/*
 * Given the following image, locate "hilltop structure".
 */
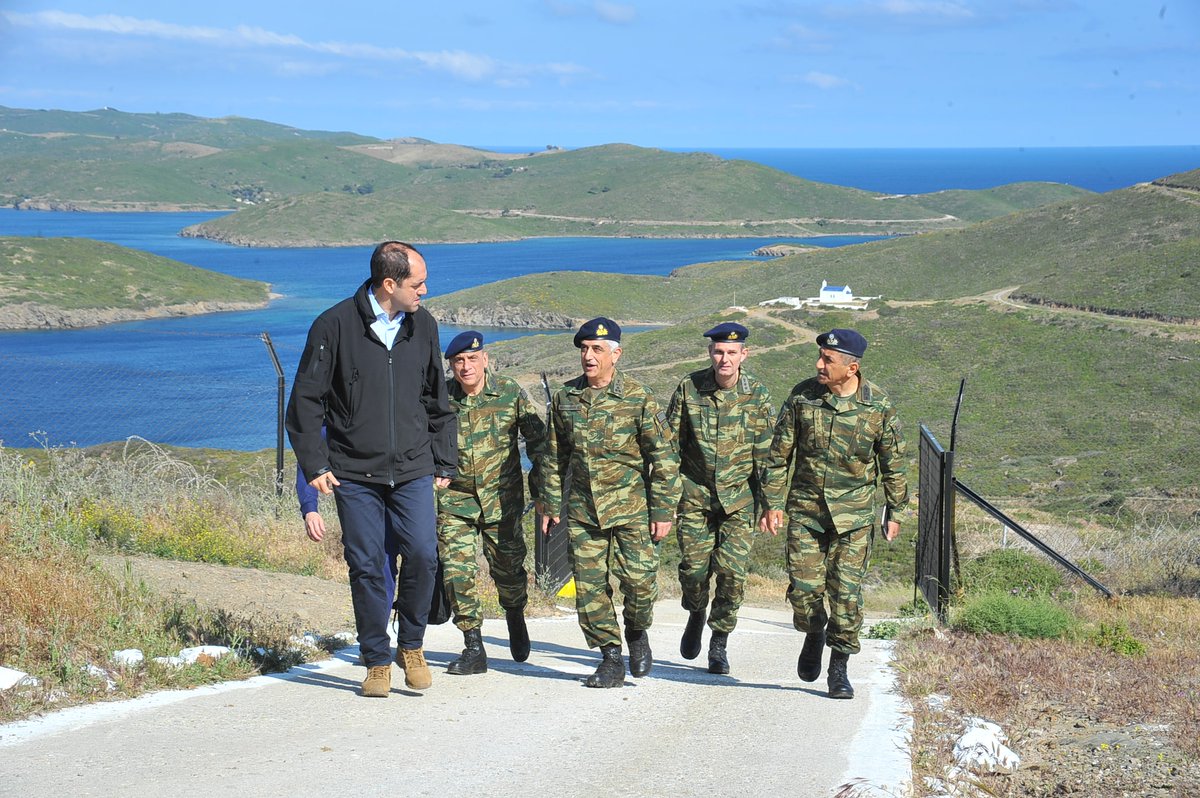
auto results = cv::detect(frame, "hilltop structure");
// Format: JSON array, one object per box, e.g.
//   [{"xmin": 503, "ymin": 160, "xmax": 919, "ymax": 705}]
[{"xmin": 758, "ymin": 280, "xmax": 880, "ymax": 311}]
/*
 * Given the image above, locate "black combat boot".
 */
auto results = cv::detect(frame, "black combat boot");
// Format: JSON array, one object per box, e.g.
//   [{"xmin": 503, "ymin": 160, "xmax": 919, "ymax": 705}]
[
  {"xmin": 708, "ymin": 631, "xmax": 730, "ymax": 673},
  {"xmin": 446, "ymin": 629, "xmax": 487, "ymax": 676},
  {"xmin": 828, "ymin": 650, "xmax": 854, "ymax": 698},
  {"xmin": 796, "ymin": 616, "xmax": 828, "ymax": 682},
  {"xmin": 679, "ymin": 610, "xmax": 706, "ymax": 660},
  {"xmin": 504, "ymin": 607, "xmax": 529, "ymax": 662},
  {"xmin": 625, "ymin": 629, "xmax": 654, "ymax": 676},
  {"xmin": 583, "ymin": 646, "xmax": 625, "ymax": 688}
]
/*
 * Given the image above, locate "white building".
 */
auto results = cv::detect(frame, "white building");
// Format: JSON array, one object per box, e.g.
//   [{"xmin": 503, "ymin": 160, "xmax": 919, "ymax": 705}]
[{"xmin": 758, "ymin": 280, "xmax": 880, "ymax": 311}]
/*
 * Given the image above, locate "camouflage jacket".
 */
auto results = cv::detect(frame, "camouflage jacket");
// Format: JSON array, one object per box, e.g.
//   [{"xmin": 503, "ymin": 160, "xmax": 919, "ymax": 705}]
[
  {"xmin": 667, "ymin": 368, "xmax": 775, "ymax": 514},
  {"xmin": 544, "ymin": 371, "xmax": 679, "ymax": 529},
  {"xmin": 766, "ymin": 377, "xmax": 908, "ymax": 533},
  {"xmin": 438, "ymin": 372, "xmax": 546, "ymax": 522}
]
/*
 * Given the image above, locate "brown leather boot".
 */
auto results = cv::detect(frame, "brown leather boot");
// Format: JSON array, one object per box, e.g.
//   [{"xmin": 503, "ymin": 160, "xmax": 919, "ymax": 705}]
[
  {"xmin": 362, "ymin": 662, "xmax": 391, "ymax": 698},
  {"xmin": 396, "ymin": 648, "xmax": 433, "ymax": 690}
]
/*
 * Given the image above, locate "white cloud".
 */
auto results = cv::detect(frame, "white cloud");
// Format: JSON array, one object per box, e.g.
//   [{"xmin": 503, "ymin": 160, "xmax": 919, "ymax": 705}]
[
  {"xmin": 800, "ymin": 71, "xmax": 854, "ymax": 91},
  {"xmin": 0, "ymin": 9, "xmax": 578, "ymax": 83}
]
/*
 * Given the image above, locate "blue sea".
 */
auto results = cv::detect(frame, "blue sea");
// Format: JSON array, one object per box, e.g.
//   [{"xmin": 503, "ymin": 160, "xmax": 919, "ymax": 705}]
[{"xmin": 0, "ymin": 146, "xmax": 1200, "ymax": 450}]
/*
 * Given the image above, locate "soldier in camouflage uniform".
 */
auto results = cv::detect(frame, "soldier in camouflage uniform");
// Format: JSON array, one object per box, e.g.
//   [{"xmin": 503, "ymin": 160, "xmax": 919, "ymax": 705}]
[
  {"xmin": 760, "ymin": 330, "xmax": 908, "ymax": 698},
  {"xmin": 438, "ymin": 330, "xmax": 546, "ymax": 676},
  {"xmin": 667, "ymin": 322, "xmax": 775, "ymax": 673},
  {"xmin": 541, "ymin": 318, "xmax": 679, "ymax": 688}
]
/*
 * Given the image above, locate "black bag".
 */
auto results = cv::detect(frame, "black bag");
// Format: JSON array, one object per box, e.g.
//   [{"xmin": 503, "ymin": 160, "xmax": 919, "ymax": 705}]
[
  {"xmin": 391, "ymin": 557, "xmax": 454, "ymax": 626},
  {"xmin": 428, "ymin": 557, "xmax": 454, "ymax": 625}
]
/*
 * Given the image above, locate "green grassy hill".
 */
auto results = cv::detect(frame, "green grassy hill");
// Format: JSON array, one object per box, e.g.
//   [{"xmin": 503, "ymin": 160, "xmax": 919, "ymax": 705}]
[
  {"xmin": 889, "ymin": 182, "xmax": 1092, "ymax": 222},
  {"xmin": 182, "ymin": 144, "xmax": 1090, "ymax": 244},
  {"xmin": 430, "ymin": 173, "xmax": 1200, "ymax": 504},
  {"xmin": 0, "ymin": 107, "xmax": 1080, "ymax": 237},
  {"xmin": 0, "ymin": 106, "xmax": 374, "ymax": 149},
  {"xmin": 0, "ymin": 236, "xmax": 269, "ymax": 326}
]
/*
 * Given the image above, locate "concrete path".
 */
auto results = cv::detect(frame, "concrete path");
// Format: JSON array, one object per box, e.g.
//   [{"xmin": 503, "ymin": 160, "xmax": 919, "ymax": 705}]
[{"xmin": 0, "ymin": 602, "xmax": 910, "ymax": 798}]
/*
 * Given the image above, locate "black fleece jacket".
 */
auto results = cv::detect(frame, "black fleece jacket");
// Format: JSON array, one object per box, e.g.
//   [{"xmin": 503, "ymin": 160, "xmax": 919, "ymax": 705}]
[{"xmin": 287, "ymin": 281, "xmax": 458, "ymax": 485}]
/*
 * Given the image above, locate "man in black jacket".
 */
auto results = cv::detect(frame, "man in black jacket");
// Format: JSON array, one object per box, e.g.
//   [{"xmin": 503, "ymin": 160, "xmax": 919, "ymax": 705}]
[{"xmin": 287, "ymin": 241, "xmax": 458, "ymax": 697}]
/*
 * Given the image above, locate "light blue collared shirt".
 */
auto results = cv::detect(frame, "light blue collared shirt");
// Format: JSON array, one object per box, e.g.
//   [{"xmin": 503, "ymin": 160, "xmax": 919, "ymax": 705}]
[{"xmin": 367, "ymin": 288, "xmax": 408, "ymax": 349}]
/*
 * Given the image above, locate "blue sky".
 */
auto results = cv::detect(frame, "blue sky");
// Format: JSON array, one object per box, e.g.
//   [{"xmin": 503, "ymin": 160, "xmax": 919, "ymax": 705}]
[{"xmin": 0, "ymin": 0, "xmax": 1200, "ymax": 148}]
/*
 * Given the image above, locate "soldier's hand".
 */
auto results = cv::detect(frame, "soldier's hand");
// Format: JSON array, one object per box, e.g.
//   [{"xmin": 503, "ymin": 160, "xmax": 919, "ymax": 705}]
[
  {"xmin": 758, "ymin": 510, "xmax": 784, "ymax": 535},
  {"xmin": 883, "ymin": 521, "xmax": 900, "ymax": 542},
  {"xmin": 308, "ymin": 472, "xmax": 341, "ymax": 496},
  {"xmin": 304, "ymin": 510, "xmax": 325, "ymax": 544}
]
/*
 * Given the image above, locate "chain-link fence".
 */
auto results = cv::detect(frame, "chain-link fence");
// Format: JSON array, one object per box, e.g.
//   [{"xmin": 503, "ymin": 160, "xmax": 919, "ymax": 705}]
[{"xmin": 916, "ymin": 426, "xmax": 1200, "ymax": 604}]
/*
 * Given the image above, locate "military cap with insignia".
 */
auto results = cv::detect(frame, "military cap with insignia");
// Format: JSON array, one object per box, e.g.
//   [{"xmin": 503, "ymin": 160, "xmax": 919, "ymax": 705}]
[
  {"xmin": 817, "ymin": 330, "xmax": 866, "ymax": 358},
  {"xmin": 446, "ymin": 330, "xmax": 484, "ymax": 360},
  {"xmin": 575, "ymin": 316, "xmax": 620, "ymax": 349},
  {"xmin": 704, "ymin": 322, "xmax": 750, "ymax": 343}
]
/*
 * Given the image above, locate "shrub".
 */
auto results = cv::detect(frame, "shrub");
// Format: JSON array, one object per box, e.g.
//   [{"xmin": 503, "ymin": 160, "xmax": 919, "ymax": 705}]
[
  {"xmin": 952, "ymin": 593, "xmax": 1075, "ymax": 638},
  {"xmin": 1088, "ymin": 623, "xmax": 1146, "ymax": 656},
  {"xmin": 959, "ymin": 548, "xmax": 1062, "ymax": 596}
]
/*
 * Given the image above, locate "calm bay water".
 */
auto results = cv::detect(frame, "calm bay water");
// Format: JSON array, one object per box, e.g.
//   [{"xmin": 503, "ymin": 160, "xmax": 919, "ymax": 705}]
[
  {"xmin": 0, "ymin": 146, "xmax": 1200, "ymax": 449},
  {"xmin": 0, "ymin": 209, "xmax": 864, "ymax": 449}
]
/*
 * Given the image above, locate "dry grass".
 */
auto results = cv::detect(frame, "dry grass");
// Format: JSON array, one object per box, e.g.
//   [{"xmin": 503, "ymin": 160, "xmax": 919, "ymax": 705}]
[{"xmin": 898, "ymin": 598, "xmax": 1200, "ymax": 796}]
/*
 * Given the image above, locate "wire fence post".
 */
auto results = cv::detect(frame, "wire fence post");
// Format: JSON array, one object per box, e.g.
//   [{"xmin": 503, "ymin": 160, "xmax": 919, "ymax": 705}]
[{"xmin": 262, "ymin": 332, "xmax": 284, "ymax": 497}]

...

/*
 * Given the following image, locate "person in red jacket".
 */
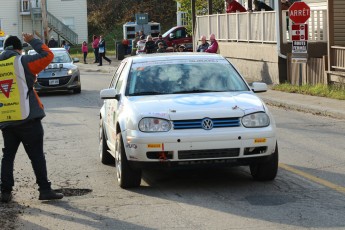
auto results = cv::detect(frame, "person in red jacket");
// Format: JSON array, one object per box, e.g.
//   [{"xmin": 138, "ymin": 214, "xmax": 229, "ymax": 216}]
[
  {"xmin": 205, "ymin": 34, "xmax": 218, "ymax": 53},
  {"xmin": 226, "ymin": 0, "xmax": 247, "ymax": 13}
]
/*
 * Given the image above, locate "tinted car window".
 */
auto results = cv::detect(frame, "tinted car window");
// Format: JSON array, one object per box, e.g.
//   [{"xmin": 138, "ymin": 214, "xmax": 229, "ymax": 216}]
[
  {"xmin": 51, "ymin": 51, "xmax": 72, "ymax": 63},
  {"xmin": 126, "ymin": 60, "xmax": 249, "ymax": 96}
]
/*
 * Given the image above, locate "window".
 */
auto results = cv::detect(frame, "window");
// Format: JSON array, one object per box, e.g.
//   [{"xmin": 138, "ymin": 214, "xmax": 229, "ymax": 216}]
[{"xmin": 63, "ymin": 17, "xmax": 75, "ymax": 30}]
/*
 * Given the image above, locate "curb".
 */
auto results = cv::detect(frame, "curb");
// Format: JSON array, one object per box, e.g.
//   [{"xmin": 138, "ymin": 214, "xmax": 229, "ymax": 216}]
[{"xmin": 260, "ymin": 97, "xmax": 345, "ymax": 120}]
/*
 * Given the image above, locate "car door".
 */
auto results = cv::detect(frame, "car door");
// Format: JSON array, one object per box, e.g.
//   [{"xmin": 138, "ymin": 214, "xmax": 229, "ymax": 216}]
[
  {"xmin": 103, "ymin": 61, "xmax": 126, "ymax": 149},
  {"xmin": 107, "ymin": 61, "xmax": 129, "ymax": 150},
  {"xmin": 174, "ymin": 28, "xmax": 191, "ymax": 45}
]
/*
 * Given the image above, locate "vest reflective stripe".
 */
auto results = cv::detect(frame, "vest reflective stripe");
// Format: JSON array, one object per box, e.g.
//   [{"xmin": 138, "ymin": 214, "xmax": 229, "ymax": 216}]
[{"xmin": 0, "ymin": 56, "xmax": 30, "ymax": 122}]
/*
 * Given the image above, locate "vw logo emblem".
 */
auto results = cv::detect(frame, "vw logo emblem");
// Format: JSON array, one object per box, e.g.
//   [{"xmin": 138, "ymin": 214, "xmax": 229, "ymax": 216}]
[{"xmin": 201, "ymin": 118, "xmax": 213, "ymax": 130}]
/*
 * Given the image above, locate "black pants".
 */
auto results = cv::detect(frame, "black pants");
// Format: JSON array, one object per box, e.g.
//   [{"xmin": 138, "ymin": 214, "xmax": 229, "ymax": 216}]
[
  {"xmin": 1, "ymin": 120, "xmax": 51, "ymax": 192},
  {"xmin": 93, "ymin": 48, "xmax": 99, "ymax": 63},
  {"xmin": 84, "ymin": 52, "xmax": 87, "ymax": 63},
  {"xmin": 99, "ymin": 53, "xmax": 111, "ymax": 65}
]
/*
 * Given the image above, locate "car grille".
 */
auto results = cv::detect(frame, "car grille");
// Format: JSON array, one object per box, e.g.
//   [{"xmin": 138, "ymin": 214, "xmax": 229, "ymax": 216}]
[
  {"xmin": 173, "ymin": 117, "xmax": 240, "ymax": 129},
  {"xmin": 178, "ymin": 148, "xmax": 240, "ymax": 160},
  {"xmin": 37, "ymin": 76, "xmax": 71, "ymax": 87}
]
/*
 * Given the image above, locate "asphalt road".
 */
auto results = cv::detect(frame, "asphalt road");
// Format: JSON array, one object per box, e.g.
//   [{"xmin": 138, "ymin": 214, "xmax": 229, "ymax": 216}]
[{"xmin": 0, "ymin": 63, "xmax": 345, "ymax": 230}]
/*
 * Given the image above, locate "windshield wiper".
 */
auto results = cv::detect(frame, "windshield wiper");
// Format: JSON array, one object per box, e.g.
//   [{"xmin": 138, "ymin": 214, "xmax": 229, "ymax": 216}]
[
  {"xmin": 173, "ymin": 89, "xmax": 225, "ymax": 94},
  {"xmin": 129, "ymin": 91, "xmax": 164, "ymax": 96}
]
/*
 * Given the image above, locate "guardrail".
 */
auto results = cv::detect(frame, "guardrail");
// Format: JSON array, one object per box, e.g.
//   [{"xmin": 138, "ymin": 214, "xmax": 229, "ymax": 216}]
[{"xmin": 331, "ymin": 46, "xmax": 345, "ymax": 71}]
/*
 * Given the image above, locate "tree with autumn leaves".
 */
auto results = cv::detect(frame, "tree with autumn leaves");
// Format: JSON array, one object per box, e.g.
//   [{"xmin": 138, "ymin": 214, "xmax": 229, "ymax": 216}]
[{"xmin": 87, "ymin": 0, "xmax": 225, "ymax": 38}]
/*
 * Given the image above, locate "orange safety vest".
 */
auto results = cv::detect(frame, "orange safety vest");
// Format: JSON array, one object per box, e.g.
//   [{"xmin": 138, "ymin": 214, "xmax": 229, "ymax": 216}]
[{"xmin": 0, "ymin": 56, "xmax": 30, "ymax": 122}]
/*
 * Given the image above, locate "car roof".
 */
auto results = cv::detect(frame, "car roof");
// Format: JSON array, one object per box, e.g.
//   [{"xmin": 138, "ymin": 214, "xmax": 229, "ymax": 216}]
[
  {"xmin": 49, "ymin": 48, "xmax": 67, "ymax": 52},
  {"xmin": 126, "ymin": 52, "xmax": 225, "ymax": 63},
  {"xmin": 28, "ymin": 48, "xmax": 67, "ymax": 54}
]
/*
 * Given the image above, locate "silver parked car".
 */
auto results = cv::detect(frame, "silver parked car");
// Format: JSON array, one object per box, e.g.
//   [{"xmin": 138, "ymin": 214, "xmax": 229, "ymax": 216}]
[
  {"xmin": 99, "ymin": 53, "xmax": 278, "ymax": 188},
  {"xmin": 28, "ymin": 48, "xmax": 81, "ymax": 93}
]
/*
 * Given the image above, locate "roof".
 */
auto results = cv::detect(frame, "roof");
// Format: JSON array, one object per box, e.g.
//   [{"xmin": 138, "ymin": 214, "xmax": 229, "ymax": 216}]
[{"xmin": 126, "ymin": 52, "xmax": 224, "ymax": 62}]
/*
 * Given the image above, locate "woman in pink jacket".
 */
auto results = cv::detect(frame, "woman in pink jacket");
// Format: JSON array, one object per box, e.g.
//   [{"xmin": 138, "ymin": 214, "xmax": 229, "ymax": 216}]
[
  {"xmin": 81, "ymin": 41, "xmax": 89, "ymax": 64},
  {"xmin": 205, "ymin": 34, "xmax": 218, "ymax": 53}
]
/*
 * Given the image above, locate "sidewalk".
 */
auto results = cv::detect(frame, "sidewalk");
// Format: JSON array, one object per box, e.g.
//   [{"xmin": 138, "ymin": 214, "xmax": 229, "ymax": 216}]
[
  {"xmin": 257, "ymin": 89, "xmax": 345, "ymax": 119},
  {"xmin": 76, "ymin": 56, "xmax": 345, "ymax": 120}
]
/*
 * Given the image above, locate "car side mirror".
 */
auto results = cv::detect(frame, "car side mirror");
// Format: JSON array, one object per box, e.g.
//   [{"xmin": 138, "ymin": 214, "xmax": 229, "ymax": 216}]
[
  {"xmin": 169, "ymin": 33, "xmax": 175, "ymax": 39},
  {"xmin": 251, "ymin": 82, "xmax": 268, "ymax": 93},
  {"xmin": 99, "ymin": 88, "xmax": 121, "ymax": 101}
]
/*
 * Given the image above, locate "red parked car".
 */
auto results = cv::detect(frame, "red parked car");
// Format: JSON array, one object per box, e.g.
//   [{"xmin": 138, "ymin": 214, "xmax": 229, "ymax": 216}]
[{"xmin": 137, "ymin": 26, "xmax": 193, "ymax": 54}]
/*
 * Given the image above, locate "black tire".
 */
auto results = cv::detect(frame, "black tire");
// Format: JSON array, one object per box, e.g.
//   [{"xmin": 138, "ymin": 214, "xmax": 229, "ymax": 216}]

--

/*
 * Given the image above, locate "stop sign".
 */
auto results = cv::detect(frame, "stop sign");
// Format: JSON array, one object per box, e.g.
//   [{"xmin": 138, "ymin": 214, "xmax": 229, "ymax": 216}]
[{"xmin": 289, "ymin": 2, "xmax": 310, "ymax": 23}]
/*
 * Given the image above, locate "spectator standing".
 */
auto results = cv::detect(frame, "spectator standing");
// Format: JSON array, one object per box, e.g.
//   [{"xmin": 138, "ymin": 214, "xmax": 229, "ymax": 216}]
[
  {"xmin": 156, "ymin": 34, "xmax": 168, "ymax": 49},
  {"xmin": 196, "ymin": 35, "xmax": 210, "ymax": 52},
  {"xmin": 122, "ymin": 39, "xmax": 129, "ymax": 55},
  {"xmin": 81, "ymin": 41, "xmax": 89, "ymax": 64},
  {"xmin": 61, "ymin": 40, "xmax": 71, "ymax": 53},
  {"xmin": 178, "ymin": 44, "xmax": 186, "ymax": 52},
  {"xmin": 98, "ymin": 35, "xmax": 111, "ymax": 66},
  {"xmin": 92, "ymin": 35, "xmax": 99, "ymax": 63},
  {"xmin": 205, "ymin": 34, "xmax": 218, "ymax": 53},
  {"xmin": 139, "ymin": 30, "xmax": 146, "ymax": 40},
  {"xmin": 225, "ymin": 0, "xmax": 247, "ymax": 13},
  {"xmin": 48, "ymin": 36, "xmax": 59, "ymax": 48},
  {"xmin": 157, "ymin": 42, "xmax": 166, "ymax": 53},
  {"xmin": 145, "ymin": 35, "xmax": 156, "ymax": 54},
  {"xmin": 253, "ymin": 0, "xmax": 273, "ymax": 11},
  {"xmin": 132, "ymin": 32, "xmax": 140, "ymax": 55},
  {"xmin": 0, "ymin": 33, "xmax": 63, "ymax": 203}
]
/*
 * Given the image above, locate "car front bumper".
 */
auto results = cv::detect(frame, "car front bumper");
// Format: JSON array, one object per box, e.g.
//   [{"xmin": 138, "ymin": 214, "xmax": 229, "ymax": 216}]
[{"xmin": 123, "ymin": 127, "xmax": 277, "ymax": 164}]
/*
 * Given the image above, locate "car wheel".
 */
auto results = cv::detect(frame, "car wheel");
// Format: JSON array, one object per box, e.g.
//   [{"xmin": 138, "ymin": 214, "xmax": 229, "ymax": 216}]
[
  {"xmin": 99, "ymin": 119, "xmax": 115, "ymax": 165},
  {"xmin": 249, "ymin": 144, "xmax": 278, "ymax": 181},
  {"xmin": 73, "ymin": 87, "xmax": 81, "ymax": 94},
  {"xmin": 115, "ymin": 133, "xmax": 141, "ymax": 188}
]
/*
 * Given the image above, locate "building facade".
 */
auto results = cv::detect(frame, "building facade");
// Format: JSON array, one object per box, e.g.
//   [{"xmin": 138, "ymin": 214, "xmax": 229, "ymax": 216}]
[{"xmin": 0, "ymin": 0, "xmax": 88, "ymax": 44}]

• TASK DESCRIPTION
Pull out every line of the items above that contains the string "stop", and copy each one in full.

• OUTPUT FOR THIS TASK
 * Given the image above, locate "stop sign".
auto results = cv::detect(frame, "stop sign");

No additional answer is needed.